**Records for this task:**
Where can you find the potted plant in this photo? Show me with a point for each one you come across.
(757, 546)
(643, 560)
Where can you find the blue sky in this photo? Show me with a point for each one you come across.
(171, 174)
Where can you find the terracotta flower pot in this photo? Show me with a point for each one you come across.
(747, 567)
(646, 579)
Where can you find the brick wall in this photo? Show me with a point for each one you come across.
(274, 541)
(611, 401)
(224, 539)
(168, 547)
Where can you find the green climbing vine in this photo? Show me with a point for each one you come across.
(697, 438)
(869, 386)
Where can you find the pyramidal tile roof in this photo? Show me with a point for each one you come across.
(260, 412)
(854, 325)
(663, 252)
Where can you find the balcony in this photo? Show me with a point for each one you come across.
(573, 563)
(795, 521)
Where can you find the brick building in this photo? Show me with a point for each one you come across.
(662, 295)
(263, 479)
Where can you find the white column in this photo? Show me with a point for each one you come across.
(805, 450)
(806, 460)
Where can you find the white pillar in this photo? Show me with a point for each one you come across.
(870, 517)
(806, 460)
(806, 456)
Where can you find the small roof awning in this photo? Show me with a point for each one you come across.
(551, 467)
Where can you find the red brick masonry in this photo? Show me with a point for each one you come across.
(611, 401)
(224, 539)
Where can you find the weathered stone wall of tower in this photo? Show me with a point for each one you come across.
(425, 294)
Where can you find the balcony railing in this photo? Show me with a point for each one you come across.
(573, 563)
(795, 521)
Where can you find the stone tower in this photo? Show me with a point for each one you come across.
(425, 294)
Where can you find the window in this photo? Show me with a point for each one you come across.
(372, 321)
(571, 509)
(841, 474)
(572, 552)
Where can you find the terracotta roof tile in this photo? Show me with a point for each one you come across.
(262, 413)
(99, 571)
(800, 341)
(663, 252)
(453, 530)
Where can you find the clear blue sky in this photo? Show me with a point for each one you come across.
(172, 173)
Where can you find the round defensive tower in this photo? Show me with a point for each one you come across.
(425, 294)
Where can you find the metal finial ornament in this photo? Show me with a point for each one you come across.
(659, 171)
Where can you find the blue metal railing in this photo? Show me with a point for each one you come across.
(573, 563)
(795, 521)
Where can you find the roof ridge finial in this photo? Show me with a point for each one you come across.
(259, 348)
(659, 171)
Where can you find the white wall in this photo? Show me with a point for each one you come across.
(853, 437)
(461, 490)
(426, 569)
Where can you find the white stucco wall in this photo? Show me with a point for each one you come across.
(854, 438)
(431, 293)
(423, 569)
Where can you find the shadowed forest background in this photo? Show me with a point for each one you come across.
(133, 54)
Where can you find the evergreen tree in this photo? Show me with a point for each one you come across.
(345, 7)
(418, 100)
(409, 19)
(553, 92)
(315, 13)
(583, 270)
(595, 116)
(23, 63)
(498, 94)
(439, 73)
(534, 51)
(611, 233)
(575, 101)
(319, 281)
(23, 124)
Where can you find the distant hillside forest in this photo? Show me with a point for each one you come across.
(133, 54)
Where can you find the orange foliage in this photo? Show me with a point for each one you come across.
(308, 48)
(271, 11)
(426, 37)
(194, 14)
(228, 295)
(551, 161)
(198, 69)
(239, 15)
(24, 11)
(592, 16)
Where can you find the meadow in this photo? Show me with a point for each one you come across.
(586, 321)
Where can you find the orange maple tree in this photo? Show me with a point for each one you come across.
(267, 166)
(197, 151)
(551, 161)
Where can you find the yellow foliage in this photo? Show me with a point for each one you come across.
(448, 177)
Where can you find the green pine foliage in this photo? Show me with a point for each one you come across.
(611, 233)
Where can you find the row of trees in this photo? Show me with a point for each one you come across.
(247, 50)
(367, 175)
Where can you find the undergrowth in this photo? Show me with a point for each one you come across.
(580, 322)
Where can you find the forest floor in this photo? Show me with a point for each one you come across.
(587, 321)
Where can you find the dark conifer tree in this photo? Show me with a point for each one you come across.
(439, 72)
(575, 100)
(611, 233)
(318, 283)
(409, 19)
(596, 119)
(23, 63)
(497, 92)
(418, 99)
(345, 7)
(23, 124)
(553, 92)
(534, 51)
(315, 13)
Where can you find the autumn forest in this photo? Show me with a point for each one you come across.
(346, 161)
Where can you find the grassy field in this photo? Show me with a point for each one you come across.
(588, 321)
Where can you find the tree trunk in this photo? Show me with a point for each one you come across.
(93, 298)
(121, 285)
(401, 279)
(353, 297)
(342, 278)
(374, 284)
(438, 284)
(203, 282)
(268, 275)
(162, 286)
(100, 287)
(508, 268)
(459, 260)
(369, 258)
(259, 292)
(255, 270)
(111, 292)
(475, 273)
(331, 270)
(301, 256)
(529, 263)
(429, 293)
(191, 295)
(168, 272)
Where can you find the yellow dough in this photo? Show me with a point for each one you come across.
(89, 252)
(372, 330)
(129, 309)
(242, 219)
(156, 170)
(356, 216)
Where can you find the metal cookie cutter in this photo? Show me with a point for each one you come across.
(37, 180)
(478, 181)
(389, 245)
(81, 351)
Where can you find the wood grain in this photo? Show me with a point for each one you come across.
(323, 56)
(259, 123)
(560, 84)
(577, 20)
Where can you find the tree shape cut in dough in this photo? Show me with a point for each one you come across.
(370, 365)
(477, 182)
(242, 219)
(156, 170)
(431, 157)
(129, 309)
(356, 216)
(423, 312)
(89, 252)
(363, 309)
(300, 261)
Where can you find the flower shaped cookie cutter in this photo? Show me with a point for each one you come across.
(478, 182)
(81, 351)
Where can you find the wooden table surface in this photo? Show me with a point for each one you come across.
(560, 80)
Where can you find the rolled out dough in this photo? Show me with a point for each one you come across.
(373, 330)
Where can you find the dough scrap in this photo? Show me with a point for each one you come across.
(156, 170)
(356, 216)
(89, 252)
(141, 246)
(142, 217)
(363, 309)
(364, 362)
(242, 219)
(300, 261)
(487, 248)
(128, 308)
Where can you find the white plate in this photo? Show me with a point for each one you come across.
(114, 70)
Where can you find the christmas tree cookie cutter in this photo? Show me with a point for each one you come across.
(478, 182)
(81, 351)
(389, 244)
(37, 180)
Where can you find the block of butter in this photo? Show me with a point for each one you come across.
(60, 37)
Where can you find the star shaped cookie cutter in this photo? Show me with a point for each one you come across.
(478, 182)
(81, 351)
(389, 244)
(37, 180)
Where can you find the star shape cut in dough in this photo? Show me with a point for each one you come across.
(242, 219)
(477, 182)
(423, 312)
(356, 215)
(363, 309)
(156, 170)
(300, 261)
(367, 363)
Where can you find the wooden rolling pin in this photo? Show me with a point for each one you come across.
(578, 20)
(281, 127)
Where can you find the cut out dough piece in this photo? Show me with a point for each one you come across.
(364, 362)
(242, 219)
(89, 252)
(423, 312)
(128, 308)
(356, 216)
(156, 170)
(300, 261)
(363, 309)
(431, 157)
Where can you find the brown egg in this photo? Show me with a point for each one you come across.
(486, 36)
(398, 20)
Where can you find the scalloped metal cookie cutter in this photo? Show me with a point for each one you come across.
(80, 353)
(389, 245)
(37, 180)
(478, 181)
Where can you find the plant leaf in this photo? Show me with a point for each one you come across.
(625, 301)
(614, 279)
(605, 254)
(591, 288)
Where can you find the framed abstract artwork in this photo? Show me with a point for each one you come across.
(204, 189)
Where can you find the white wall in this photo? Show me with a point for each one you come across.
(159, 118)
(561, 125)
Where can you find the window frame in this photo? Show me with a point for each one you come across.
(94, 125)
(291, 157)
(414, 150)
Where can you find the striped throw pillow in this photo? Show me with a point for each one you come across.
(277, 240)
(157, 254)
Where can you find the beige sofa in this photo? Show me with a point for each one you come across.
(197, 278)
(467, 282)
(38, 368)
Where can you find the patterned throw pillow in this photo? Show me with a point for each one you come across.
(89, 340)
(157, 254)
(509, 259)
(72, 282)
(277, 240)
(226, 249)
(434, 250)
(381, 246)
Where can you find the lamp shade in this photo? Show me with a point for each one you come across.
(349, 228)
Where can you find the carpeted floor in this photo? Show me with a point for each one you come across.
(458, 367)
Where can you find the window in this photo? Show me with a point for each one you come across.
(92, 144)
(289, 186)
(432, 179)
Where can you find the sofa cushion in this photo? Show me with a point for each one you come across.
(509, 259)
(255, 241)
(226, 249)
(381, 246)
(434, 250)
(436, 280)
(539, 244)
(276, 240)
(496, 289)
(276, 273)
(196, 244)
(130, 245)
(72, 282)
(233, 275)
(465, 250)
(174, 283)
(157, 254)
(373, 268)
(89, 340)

**What is asked:** Beginning at the line that holds "Where can you find the lamp", write out word for word each line through the end of the records.

**Written response:**
Where can you find the lamp shade in this photo? Show me with a point for each one you come across.
(349, 228)
Where can you find the carpeted floor in this photo? Show me with a point for each one you come across.
(458, 367)
Where can you find the window in this photo? Show me with a point for each one you come across.
(92, 144)
(289, 186)
(432, 179)
Where can you find the sofa cushion in this photo? Show me with a point for each one you come across.
(509, 259)
(255, 241)
(226, 249)
(381, 246)
(434, 250)
(436, 280)
(539, 244)
(276, 240)
(496, 289)
(276, 273)
(196, 244)
(130, 245)
(72, 282)
(233, 275)
(465, 250)
(174, 283)
(157, 254)
(373, 268)
(89, 340)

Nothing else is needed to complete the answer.